Trecho da fonte:
>>>
A seleção brasileira de ginástica rítmica agora tem entre 15 e 20 profissionais trabalhando com o conjunto e as ginastas do individual.

“A gente vai ganhando mais recursos para fazer nosso planejamento ideal. Nunca participamos tanto de Copa do Mundo, eventos internacionais, como agora. E dessa forma a gente vai construindo a nota ao longo das competições. Nosso trabalho aparece mais”, comentou Camila.

Durante a pandemia, os profissionais da seleção se acostumaram a trabalhar com ferramentas de troca de mensagens e de chamadas de vídeo para fazerem as análises das apresentações de acordo com o código da FIG (Federação Internacional de Ginástica).

“Temos um grupo de metas no qual damos feedback sobre as coreografias, o nosso árbitro viaja e explica o porquê das notas. A nossa ginástica é muito complicada.”
<<<
Material fornecido:
>>>
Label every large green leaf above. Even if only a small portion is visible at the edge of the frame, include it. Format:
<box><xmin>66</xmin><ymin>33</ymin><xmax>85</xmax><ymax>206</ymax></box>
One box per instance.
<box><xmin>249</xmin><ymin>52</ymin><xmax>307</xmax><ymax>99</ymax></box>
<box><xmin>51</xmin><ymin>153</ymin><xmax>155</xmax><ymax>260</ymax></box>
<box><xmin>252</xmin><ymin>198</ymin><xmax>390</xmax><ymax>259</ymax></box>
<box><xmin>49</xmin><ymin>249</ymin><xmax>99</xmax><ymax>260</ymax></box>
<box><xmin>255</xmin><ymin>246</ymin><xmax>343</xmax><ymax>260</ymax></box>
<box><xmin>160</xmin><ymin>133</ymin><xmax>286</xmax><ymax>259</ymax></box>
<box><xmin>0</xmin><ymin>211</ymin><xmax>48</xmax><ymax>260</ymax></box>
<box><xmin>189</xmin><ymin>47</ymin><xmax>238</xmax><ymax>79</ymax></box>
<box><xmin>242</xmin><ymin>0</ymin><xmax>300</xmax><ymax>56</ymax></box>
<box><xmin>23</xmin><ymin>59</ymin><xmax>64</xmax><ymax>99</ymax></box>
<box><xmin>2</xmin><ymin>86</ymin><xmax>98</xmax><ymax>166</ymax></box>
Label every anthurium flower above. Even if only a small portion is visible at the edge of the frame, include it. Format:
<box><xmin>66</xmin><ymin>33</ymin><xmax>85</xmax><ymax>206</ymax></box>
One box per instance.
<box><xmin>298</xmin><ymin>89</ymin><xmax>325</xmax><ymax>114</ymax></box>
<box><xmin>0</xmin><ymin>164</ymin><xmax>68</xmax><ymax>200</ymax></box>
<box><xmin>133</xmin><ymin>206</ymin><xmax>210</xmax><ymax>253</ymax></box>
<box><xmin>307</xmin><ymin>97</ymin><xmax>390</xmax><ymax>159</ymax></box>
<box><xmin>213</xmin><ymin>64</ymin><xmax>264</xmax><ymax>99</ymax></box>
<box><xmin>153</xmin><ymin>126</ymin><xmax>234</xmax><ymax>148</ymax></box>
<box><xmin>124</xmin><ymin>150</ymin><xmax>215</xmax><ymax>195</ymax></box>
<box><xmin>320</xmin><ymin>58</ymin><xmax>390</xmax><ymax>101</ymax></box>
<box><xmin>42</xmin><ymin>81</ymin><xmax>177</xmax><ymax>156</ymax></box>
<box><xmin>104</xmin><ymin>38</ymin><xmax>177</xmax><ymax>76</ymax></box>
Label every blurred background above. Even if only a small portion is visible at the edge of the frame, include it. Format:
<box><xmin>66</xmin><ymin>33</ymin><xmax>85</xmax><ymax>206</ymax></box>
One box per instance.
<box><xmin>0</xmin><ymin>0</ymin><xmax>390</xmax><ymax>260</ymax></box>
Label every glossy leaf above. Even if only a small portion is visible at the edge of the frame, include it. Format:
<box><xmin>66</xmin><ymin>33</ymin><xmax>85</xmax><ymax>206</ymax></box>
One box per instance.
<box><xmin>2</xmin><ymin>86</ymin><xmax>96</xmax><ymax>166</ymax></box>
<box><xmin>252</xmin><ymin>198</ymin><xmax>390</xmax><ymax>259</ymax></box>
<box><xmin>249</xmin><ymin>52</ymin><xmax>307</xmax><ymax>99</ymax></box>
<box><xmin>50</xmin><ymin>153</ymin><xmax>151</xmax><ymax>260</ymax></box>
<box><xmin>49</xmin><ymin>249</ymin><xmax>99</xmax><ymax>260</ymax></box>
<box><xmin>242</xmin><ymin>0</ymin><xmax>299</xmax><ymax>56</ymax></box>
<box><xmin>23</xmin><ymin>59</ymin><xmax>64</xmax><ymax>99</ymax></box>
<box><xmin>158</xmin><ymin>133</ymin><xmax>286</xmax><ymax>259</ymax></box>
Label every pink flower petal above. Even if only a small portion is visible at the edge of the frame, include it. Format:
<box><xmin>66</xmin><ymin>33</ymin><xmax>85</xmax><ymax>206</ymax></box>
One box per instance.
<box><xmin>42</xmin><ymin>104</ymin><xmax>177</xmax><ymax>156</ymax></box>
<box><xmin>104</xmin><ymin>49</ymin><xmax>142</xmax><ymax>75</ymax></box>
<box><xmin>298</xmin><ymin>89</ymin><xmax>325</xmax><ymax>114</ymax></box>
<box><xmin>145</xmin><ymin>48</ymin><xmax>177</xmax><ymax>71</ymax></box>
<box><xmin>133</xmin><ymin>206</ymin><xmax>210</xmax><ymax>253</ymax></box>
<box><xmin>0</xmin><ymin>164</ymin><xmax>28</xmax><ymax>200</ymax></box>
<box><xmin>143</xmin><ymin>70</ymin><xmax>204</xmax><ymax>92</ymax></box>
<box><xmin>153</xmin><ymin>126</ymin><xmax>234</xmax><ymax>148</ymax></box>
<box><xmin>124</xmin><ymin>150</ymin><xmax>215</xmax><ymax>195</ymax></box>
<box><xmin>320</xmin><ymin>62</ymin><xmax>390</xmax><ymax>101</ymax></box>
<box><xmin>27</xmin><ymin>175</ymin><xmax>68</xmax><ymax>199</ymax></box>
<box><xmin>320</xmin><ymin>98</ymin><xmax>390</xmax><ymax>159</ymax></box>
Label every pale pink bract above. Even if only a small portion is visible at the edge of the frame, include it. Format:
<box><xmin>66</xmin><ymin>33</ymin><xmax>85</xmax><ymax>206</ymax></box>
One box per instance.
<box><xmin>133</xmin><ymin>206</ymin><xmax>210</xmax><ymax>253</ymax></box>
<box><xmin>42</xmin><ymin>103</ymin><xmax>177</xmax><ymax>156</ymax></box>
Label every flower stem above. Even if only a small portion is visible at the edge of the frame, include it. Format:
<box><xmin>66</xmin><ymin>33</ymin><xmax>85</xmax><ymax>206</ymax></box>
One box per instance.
<<<
Exercício 1: Traduza para o inglês esta frase do trecho sobre a seleção brasileira de ginástica rítmica: "A seleção brasileira de ginástica rítmica agora tem entre 15 e 20 profissionais trabalhando com o conjunto e as ginastas do individual."
Exercício 2: Escreva a continuação do trecho sobre a seleção brasileira de ginástica rítmica, começando logo depois da última frase apresentada.
Não é preciso consultar a listagem.

Resposta 1: The Brazilian rhythmic gymnastics team now has between 15 and 20 professionals working with the group and the individual gymnasts.

Resposta 2:
A experiência do conjunto brasileiro, cuja base permaneceu após Tóquio, também é positiva, de acordo com Camila.

“Elas eram jovens em Tóquio, nunca viveram uma Olimpíada, ainda mais na pandemia. Foi difícil o primeiro ciclo com elas, mas elas terem permanecido foi algo que contribuiu com os resultados de agora.”

Uma nova cultura na ginástica

O foco na saúde mental das atletas afetou especialmente a ginástica rítmica, de acordo com Camila, que já esteve do outro lado da relação atleta-treinador.

“A sociedade mudou, melhorou e está focando mais nessa parte [de saúde mental]. Mudamos muitos conceitos na ginástica, formas de trabalhar. As meninas amam o que fazem, treinam felizes e contam com uma psicóloga”, disse.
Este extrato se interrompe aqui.